- Exercise brief -
Find the line containing "Would you kindly mark the throw", then output it and every line after it through the end of the listing below, exactly as written.

** start The input **

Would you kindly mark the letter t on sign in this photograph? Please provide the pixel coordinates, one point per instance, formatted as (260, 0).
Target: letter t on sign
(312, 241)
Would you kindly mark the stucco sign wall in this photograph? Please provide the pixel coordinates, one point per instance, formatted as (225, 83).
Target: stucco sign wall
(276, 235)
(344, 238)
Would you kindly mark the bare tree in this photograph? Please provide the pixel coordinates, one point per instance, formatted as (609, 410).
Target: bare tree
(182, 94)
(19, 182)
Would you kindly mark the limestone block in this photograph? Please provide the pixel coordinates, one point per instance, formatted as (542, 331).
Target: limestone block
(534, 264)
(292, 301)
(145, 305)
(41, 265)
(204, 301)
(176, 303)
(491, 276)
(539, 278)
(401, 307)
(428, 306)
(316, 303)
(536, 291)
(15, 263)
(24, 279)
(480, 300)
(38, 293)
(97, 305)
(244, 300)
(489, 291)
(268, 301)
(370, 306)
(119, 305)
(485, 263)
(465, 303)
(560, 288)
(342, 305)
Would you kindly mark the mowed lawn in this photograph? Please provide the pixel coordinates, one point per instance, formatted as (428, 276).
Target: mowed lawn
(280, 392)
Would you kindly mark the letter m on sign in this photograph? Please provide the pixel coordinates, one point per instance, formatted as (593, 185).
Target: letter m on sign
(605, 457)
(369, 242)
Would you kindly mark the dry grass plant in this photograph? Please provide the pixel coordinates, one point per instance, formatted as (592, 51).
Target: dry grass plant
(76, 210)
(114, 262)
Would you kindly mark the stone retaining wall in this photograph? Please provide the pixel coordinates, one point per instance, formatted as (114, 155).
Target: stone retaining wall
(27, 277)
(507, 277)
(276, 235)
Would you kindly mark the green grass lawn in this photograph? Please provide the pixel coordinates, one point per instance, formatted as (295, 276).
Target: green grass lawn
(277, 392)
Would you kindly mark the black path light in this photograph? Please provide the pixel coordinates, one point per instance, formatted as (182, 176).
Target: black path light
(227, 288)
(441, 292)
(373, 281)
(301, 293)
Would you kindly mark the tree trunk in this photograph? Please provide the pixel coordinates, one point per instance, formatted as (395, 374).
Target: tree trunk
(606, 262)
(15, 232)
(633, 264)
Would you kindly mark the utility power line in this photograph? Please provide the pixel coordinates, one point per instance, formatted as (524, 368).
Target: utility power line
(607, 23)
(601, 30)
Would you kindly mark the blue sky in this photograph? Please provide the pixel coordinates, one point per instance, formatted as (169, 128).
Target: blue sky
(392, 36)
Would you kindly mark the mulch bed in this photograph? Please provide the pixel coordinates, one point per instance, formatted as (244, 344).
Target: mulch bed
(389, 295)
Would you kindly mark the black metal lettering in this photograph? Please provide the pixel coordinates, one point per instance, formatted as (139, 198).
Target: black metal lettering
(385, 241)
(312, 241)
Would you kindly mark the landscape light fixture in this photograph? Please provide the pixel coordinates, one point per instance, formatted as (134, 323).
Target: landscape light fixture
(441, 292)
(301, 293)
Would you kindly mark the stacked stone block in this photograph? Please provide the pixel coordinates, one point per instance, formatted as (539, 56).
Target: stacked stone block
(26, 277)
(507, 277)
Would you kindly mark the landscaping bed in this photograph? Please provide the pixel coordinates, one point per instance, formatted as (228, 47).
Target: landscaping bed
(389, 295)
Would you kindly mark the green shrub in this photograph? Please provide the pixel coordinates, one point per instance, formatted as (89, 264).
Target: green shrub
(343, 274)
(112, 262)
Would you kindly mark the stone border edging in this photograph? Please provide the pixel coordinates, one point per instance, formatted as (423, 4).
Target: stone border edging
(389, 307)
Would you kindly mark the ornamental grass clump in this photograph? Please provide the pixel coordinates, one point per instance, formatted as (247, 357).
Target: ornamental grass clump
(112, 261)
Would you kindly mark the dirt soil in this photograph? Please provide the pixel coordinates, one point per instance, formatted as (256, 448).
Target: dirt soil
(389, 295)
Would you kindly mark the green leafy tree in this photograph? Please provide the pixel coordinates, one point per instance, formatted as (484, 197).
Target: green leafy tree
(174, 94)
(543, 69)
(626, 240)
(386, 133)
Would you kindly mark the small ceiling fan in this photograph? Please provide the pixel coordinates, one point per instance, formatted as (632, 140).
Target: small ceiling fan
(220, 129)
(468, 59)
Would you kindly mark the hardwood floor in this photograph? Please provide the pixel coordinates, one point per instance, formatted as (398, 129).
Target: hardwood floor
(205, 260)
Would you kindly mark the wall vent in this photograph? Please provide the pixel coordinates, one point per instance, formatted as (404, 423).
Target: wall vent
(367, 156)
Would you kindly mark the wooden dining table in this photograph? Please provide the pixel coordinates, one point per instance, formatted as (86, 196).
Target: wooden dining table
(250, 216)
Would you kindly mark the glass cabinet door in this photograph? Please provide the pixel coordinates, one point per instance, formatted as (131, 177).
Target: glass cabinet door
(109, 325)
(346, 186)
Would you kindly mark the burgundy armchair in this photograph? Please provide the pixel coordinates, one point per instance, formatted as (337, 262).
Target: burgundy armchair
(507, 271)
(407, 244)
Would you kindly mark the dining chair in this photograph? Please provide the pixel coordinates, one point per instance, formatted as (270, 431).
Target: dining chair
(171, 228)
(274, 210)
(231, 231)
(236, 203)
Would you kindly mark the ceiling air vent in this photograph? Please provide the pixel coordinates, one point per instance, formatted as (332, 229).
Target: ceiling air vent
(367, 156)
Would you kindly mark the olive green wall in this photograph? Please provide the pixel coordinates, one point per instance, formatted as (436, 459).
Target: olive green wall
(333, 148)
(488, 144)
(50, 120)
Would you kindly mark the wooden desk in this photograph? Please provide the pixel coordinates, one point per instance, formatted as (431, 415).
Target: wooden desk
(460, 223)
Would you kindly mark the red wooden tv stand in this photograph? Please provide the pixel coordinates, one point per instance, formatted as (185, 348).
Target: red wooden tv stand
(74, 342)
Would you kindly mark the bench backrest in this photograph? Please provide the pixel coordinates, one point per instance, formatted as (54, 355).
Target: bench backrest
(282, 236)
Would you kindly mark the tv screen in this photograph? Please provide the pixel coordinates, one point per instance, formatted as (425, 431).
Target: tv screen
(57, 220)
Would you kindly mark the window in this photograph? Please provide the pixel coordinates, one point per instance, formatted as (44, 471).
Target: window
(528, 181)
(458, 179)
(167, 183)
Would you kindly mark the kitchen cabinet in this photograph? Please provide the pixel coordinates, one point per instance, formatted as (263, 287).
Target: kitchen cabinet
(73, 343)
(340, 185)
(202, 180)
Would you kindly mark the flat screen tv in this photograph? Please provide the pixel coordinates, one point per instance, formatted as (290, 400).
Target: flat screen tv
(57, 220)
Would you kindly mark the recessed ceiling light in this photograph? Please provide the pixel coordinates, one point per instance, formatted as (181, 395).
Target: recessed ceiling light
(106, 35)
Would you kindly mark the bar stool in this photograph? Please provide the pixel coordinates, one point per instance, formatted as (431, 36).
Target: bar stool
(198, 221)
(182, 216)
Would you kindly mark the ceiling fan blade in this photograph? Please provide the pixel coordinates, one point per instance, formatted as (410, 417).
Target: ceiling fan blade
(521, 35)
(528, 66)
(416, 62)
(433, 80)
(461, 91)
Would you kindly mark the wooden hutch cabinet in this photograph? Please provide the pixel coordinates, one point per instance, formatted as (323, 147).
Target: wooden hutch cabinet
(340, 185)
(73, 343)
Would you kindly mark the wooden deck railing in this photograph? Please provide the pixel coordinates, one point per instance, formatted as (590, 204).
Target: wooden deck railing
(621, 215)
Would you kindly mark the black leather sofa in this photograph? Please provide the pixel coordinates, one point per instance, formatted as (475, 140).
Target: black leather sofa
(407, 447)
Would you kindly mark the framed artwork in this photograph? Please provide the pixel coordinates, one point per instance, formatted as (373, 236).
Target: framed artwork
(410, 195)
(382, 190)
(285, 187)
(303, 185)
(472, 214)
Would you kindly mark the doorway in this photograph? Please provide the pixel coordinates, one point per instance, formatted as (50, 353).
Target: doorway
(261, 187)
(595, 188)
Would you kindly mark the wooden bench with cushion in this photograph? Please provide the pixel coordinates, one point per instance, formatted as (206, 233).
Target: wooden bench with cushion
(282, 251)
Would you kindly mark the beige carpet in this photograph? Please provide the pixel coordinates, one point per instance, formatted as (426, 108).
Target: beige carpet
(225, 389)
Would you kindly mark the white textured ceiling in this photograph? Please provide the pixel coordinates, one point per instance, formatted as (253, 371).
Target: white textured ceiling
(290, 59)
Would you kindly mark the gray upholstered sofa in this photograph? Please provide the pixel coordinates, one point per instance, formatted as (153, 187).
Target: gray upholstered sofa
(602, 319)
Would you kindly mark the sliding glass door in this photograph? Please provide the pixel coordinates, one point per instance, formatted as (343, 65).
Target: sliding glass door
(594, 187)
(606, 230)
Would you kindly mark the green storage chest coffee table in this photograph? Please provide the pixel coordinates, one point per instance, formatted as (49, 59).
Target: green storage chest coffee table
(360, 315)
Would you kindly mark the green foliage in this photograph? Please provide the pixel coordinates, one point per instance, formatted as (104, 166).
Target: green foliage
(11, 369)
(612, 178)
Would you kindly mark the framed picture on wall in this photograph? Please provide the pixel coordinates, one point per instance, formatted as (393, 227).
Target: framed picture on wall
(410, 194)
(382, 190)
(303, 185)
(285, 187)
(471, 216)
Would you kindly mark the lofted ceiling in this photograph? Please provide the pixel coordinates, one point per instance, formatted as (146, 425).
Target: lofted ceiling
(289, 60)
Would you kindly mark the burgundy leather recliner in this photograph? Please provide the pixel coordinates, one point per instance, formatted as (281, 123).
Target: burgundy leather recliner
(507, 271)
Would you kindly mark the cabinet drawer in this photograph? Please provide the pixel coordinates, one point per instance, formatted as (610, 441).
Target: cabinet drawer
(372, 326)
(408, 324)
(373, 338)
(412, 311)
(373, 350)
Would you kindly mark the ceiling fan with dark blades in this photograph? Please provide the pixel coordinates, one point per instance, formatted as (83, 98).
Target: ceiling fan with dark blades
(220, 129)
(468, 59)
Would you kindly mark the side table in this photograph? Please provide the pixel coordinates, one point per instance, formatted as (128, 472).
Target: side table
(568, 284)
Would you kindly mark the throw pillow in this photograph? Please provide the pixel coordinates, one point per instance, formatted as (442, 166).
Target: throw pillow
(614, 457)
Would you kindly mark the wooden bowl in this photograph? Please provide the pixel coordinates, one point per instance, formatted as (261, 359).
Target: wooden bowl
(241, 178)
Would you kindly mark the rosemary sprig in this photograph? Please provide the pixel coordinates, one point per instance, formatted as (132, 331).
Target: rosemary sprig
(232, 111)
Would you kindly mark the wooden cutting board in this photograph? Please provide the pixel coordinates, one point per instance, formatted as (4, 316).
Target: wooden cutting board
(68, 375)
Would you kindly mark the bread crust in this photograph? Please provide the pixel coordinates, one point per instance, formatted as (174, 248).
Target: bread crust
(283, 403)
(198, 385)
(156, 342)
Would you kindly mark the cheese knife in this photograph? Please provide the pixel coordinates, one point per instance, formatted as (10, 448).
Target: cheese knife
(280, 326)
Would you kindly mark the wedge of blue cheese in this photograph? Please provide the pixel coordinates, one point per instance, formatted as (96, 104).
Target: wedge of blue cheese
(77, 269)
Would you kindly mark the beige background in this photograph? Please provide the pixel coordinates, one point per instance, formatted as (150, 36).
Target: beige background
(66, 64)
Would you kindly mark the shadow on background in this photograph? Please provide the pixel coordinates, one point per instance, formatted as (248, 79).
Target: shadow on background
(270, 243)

** end The input **

- Response -
Would you kindly mark the throw pillow in this photograph? Please provide the pixel coordinates, one point per instance, formatted as (442, 166).
Target: throw pillow
(614, 457)
Would you kindly mark the wooden bowl in this photograph? Please provide the pixel coordinates, one point per instance, formatted as (261, 359).
Target: wooden bowl
(241, 178)
Would you kindly mark the rosemary sprig in this photograph? Please provide the pixel coordinates, one point per instance, formatted as (132, 331).
Target: rosemary sprig
(232, 111)
Would you kindly mark the wooden cutting board in this photograph? Please provide the pixel coordinates, one point per instance, formatted as (4, 316).
Target: wooden cutting board
(68, 375)
Would you kindly mark the bread crust in this photograph? Please provide the pixel coordinates, one point per instance, formatted as (174, 248).
Target: bread crust
(283, 403)
(198, 385)
(156, 342)
Would you kindly mark the cheese knife in this photograph? Please provide the pixel coordinates, one point per instance, formatted as (10, 448).
Target: cheese knife
(280, 326)
Would you kindly mark the wedge of blue cheese in this photograph? Please provide the pixel coordinates, one point per instance, formatted as (96, 104).
Target: wedge of blue cheese
(77, 269)
Would you kindly mark the beige background in this photograph? Please provide the pixel coordinates, one point per instance, formatted as (150, 36).
Target: beige background
(66, 64)
Would you kindly mark the shadow on background in this photograph? Please provide the pixel coordinates, one point per instance, formatted as (248, 79).
Target: shadow on background
(270, 243)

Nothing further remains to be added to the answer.